### THE DATA
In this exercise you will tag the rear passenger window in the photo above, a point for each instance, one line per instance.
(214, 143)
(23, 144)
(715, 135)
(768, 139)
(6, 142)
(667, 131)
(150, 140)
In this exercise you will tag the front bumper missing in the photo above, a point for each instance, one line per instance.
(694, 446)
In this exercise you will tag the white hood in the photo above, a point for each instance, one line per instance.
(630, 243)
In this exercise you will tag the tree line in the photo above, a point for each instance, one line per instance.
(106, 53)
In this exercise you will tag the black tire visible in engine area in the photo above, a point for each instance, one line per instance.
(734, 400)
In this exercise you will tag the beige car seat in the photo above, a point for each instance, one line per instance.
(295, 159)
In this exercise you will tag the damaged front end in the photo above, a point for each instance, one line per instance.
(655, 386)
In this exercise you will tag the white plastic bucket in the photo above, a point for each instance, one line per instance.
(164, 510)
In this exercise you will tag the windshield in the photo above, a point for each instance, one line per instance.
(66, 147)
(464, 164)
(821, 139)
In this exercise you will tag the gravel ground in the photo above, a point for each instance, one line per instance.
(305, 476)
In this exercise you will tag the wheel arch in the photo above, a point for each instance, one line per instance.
######
SHORT PROBLEM:
Write out every row above word for word, keeping each one on its own line.

EXERCISE ANSWER:
In this exercise you will tag the rear passenger window in the photo above, a point for each instance, one line per instance.
(214, 143)
(23, 144)
(715, 135)
(768, 139)
(6, 142)
(667, 131)
(150, 140)
In this exercise you will tag the front bumper missing in the photo above, a point for each instance, one line per instance.
(694, 446)
In this exercise you will tag the white hood in the photo above, a point for each instance, one line per instance.
(630, 243)
In this exercise you will tag the tree line in the photo above, a point for each instance, one line per instance.
(106, 53)
In this exercise you will tag the black tire visible in engine area in the photo above, a point for each instance, one line per instance.
(734, 400)
In this exercise you will tag the beige car seat in the photo above, a point for each instance, one line per instance.
(295, 159)
In this exercise you will tag the damaged front end in the photo above, a point for each instance, one line per instance.
(655, 386)
In this exercise you will tag the white plastic bucket in the photo above, a point for each instance, one line per instance.
(164, 510)
In this exercise you will tag the windshield in the photo above, a point for each instance, one line per instance.
(66, 147)
(464, 164)
(821, 139)
In this exercise you will tag the gravel ground in the photo above, a point for each instance, one line per instance.
(305, 476)
In this exercise you will tag the wheel arch in the photo above, a point for each instance, one line per instance.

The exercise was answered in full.